Source:
An UNRWA Perspective on Sustainable Development in Gaza

When I was asked to provide a perspective on sustainable development in Gaza, the first thought that came to mind was what a senior Palestinian adviser shared with me just after my arrival in Gaza in October 2017. “We all know about the famous development advice,” he said. “Give some fish to marginalized people, and you feed them for a day. Teach them how to fish, and you feed them for a lifetime. In Gaza, we know how to fish, we just need to be given an opportunity to do so!”

Over the past months, I have met countless well-trained and highly educated Palestinians in Gaza with an impressive entrepreneurial mindset and who – against all odds – remain motivated and determined to make the best out of their lives. Achieving sustainable development must therefore be first and foremost about opening up the space and opportunities for Gaza’s people to realize their enormous development potential. As another colleague put it, “If we are given a chance, we will grasp it, build on it, and then we’ll no longer need anyone’s help or aid!”

Gaza’s demographics are dominated by its rapid growth (4.5 percent fertility rate during 2011–2013) and its very young population, which requires an economy able to absorb an increasing labor force. However, largely due to the strict land, air, and sea blockade imposed on Gaza since 2007, its subsequent separation from its export markets and repeated rounds of hostilities that took a heavy toll on Gaza’s civilian population, the Gaza Strip has been in socio-economic decline for more than a decade. Its GDP per capita stood at a mere US$ 1,742 in 2017, and unemployment rates have exceeded 30 percent since 2007 and reached a staggering 49.1 percent in the first quarter of 2018.

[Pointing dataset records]
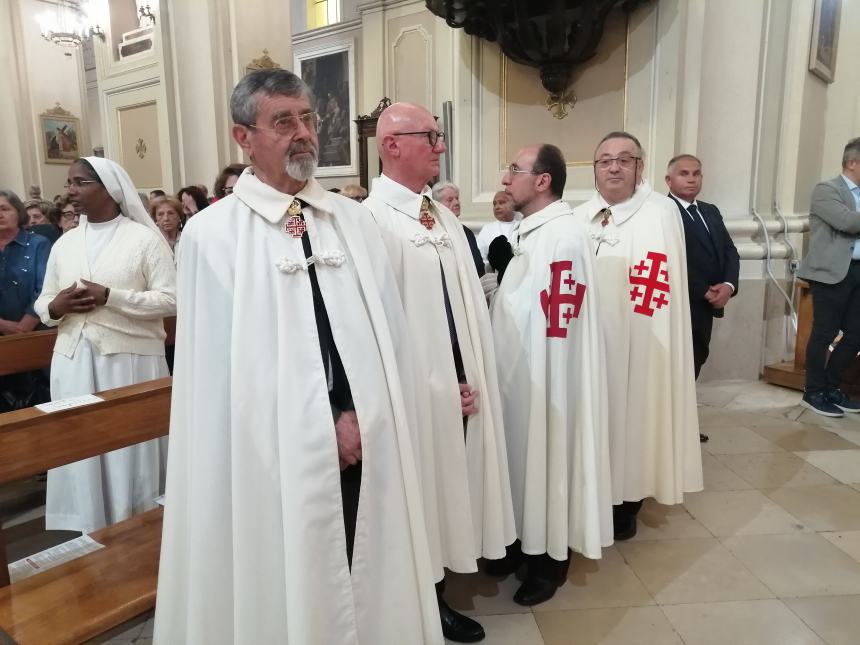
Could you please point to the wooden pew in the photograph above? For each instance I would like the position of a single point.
(32, 351)
(81, 599)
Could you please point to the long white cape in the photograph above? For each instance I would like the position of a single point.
(642, 287)
(254, 545)
(465, 484)
(550, 356)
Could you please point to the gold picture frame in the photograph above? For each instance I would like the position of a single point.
(825, 37)
(60, 132)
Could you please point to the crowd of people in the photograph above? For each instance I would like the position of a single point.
(366, 396)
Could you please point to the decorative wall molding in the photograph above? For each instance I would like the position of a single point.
(322, 32)
(402, 35)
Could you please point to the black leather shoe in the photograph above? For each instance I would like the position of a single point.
(535, 591)
(457, 627)
(504, 566)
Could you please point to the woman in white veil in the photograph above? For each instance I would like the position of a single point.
(108, 286)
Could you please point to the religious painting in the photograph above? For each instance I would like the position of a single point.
(825, 36)
(330, 73)
(60, 132)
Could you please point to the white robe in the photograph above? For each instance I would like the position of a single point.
(550, 355)
(641, 269)
(93, 493)
(254, 547)
(466, 485)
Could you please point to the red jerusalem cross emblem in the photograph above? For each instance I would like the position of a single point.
(560, 307)
(296, 226)
(650, 277)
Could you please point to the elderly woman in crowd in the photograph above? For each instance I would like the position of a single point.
(167, 214)
(354, 192)
(108, 286)
(193, 200)
(449, 195)
(69, 214)
(227, 178)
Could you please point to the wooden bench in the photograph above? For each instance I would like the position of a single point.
(26, 352)
(81, 599)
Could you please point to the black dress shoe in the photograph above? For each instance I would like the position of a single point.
(625, 528)
(457, 627)
(505, 566)
(535, 591)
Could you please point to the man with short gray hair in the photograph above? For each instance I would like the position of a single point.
(289, 399)
(832, 268)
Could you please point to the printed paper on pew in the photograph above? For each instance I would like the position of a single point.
(66, 404)
(50, 558)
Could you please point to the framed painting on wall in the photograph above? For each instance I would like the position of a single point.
(330, 73)
(60, 134)
(825, 36)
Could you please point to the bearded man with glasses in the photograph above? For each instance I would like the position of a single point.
(294, 510)
(641, 268)
(465, 479)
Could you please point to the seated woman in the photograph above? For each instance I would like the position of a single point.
(108, 286)
(193, 200)
(167, 214)
(23, 257)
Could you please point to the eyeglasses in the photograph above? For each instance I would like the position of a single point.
(287, 125)
(77, 182)
(514, 169)
(433, 136)
(625, 162)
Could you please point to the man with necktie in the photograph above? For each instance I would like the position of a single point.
(832, 268)
(713, 263)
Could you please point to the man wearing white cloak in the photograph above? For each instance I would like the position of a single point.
(645, 314)
(550, 358)
(465, 483)
(286, 377)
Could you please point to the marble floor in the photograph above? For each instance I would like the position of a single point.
(767, 554)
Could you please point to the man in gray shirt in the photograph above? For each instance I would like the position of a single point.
(832, 268)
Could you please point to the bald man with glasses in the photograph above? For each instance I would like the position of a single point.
(465, 479)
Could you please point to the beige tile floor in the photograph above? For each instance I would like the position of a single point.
(767, 554)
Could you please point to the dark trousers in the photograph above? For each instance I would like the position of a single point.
(350, 488)
(835, 307)
(702, 320)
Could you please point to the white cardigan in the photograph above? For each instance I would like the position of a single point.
(138, 268)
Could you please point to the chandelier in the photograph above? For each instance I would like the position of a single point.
(69, 24)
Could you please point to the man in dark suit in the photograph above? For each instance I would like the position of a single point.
(832, 268)
(713, 263)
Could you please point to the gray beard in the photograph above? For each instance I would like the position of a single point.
(302, 170)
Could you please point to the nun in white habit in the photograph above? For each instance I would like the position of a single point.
(108, 286)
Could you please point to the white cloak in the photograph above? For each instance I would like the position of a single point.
(254, 547)
(466, 485)
(641, 269)
(550, 357)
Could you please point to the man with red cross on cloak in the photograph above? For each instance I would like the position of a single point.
(467, 496)
(551, 373)
(293, 509)
(645, 314)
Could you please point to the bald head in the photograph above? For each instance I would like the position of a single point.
(403, 137)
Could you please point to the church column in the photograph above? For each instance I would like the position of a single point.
(18, 168)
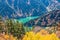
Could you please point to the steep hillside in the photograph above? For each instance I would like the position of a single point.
(47, 20)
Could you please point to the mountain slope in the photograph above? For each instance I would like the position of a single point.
(47, 20)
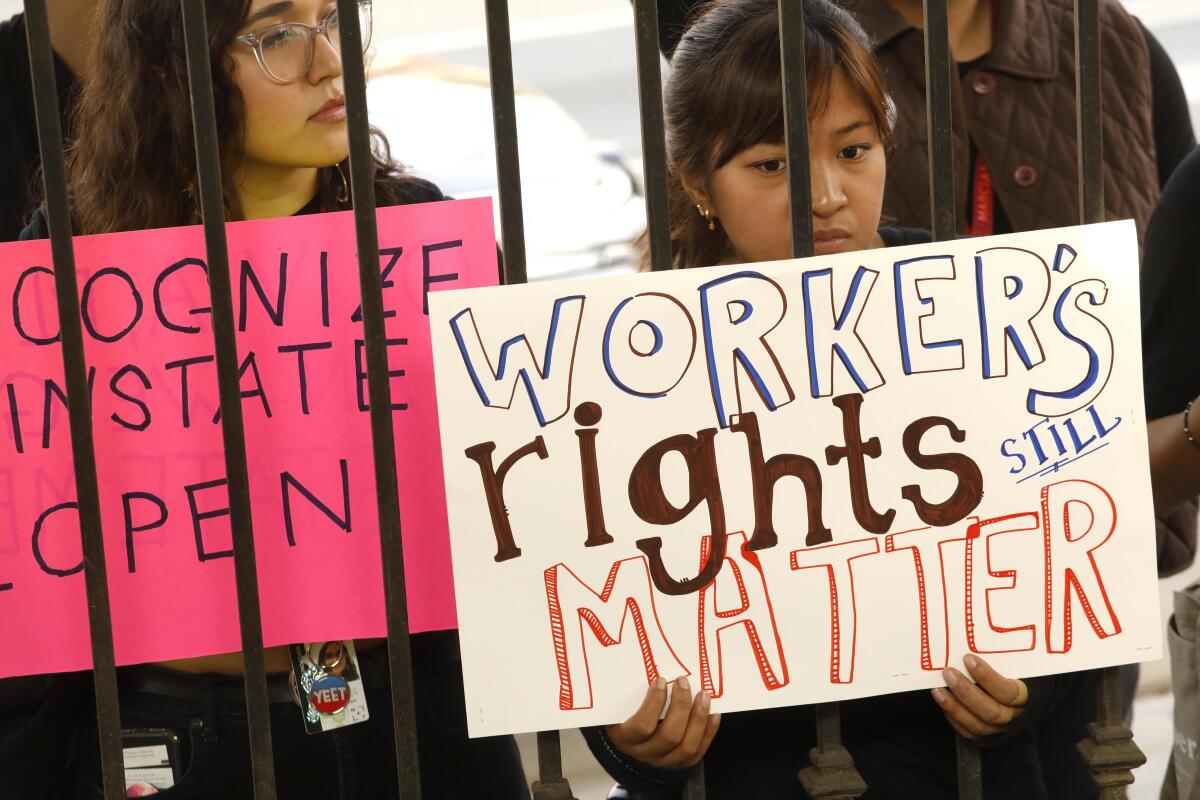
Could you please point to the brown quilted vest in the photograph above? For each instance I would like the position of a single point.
(1019, 108)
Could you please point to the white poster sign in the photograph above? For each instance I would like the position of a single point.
(798, 481)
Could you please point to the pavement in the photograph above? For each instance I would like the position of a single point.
(581, 53)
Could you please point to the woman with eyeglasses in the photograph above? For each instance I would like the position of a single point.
(281, 116)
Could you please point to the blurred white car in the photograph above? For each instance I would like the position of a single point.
(583, 208)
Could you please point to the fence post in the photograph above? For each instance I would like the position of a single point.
(550, 785)
(1109, 751)
(943, 226)
(832, 774)
(383, 438)
(208, 161)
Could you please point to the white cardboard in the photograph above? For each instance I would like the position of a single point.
(541, 649)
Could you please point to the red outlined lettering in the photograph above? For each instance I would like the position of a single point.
(843, 615)
(979, 573)
(1071, 559)
(571, 600)
(930, 564)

What you need to do:
1. Write out the part of the piece on sustainable development in Gaza from "Gaza’s demographics are" to "quarter of 2018.", keeping every word unchanged.
2. Continue the piece on sustainable development in Gaza, starting after its last sentence.

Solved problems:
1.
Gaza’s demographics are dominated by its rapid growth (4.5 percent fertility rate during 2011–2013) and its very young population, which requires an economy able to absorb an increasing labor force. However, largely due to the strict land, air, and sea blockade imposed on Gaza since 2007, its subsequent separation from its export markets and repeated rounds of hostilities that took a heavy toll on Gaza’s civilian population, the Gaza Strip has been in socio-economic decline for more than a decade. Its GDP per capita stood at a mere US$ 1,742 in 2017, and unemployment rates have exceeded 30 percent since 2007 and reached a staggering 49.1 percent in the first quarter of 2018.

2.
While the downward trend continues, and the crippled economy approaches total collapse, it is not too late to turn this around. Prior to the blockade, more than 54 percent of employment in Gaza was private-sector driven. Manufacturers in Gaza imported 95 percent of their inputs. About 76 percent of their furniture products, 90 percent of garments, and 20 percent of their food products used to be exported to Israel, and some to the West Bank. Since the tightened blockade in June 2007, the majority of Gaza’s industrial operations have been suspended due to restrictions on imports and an almost complete ban on exports of domestic manufacturing and agriculture products and other services.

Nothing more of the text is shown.